## BEGIN Extracted entries

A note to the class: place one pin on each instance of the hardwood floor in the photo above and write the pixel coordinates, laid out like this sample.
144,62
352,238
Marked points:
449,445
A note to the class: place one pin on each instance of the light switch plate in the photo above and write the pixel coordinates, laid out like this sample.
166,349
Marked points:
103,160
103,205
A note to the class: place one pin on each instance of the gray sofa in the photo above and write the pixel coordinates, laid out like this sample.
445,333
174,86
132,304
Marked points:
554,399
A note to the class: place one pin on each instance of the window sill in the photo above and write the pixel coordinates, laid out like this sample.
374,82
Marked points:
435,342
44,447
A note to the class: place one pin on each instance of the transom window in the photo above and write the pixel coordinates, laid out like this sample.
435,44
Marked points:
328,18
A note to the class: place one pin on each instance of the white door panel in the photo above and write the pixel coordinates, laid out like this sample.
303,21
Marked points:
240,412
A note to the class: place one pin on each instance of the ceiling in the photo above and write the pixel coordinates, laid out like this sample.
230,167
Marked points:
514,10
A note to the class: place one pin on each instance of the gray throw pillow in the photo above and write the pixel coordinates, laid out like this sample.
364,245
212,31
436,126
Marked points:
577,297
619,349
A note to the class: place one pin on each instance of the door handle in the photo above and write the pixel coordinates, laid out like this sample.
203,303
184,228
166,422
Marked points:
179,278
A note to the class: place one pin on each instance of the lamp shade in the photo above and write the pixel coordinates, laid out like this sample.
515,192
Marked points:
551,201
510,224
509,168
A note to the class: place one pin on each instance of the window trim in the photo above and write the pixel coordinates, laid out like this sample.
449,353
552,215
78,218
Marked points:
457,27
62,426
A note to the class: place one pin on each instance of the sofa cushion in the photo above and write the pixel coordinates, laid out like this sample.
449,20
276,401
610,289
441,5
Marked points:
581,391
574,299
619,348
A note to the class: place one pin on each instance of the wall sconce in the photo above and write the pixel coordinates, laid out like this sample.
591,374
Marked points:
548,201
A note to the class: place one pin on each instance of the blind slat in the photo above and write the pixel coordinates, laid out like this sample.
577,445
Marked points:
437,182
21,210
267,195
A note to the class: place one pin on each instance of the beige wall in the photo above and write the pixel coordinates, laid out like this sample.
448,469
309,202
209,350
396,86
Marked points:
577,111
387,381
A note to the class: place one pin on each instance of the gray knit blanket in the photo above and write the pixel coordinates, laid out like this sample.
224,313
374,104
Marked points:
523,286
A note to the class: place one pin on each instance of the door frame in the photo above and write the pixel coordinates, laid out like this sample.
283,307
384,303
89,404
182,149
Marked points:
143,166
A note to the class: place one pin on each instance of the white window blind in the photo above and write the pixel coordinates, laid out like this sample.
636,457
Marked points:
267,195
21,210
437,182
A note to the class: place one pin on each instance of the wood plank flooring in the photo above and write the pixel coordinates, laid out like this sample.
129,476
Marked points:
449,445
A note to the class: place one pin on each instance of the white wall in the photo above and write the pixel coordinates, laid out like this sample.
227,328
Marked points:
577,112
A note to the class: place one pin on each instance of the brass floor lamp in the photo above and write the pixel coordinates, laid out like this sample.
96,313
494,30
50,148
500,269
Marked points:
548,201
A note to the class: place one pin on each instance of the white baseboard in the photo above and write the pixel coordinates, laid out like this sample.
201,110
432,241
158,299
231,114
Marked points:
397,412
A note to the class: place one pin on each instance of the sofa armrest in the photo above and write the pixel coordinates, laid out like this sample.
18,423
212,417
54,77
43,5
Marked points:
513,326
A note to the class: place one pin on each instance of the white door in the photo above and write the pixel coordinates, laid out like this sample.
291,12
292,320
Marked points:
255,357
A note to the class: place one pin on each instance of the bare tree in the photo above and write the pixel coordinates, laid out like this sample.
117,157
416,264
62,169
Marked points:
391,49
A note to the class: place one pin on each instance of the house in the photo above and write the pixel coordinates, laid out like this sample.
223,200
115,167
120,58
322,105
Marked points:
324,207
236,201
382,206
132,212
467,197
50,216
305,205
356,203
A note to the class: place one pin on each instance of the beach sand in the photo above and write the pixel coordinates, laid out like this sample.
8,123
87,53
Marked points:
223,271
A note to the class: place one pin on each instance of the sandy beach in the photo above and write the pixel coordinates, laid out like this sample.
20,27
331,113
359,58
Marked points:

## END Extracted entries

Copy out the material word for word, from the line containing "white door in" through the last line of the material.

■ **The result**
A note to the class: place one pin on each instance of the white door in the photo above and write the pixel coordinates, laid out like this sample.
291,12
292,320
Marked points:
255,357
A note to the class: place one pin on each instance of the bare tree in the photo above and write the pixel coordinates, laid out like this sample.
117,157
416,264
62,169
Marked points:
391,49
A note to the class: place one pin on each instance of the house in the photo above and write the pixel coordinates, laid out like this sample.
223,200
115,167
120,58
322,105
Marked points:
324,207
236,201
382,206
132,212
467,197
50,216
305,205
356,203
A note to the class: place one pin on each instance of the beach sand in the photo above and write the pixel coordinates, laid out like this sample.
8,123
87,53
Marked points:
223,271
A note to the class: place one pin on each instance of the sandy beach in the photo above and write the pixel coordinates, laid out like this sample.
20,27
331,113
359,58
Marked points:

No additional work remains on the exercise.